### Page extract
* * * * *

Wednesday, October 10, 2012

Athletics make life miserable for opponents at O.co Coliseum


They take away home runs, as Coco Crisp did in the second inning when he sprinted to his left, leapt to the top of the wall near the 390-foot mark in center and pulled back a certain homer from Prince Fielder.
They hit home runs, as Seth Smith did in the fifth inning when he belted a moon shot to dead-center off Anibal Sanchez.
They dive to take away doubles, as leftfielder Yoenis Cespedes did in the seventh inning -- robbing Fielder of a hit. They turn double plays, they pump their fists, and they pitch. Brett Anderson, a gifted left-hander who missed most of the year recovering from Tommy John surgery, showed dominant form in six games down the stretch when he returned, strained his abdominal muscle at the end of the season and came back Tuesday night at O.co Coliseum to handcuff the Tigers.
Anderson, who is the veteran of the A's staff at just 24, struck out the first two batters of the game, Austin Jackson and Omar Infante, and got Miguel Cabrera to groundout to second base. It took about five minutes, which was more than enough time for the green-clad, yellow-towel waving crowd to fill the cavernous, concrete-lined, '70s era stadium with ear-splitting noise.
For the last two days several A's players -- along with A's manager Bob Melvin -- talked about the effect this crowd has on his team. It happened again Tuesday night as Oakland rode all that energy to a 2-0 victory over the Tigers and got back into the American League Division Series — Detroit leads, two games to one.

* * * * *

### Extracted entries
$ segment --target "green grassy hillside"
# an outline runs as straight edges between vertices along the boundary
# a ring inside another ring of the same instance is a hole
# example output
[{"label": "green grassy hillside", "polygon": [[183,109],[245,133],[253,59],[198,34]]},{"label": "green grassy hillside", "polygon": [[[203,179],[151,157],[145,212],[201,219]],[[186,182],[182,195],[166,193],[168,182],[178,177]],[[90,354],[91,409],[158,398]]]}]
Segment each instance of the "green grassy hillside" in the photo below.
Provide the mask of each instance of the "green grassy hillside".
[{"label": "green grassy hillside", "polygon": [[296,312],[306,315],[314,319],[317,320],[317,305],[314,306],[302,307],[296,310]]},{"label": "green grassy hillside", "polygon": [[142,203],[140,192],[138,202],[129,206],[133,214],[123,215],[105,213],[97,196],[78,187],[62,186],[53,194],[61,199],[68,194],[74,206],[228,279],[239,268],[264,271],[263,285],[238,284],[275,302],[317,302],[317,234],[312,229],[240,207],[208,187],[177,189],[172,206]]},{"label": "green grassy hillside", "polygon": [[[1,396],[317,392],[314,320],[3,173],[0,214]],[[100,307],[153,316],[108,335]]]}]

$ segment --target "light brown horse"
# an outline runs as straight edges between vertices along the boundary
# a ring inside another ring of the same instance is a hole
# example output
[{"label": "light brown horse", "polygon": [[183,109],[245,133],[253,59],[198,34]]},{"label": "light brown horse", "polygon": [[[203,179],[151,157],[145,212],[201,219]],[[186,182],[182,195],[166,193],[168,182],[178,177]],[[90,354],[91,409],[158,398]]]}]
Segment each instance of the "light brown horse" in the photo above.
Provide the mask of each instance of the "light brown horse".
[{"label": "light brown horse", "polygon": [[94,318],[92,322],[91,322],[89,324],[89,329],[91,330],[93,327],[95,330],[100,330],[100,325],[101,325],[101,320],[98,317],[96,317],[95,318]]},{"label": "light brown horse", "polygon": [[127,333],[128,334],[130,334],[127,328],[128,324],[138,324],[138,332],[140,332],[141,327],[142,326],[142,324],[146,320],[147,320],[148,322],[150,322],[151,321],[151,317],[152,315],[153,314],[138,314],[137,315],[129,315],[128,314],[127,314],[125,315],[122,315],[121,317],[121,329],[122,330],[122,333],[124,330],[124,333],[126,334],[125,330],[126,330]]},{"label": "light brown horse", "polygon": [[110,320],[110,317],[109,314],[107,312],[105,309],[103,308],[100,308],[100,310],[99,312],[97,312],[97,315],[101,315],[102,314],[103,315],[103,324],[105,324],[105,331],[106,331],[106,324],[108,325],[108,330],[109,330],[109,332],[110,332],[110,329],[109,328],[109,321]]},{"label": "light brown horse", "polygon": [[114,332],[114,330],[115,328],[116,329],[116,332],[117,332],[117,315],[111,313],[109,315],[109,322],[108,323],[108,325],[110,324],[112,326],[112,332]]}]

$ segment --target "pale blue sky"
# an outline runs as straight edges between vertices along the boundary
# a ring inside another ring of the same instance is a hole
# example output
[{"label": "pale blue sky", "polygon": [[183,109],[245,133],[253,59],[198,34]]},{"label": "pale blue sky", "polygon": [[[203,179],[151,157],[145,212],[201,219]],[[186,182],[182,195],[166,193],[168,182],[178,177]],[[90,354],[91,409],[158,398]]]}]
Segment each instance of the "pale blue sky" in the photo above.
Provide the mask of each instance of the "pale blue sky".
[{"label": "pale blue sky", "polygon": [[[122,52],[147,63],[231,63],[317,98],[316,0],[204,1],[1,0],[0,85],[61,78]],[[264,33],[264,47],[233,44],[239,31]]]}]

* * * * *

### Explore the material
1. According to the article on the Athletics at O.co Coliseum, why had Brett Anderson missed most of the year?
2. In the article on the Athletics at O.co Coliseum, reproduce the stretch from "They take away" through "off Anibal Sanchez.".

### Task responses
1. Brett Anderson missed most of the year because he was recovering from Tommy John surgery.

2.
They take away home runs, as Coco Crisp did in the second inning when he sprinted to his left, leapt to the top of the wall near the 390-foot mark in center and pulled back a certain homer from Prince Fielder.
They hit home runs, as Seth Smith did in the fifth inning when he belted a moon shot to dead-center off Anibal Sanchez.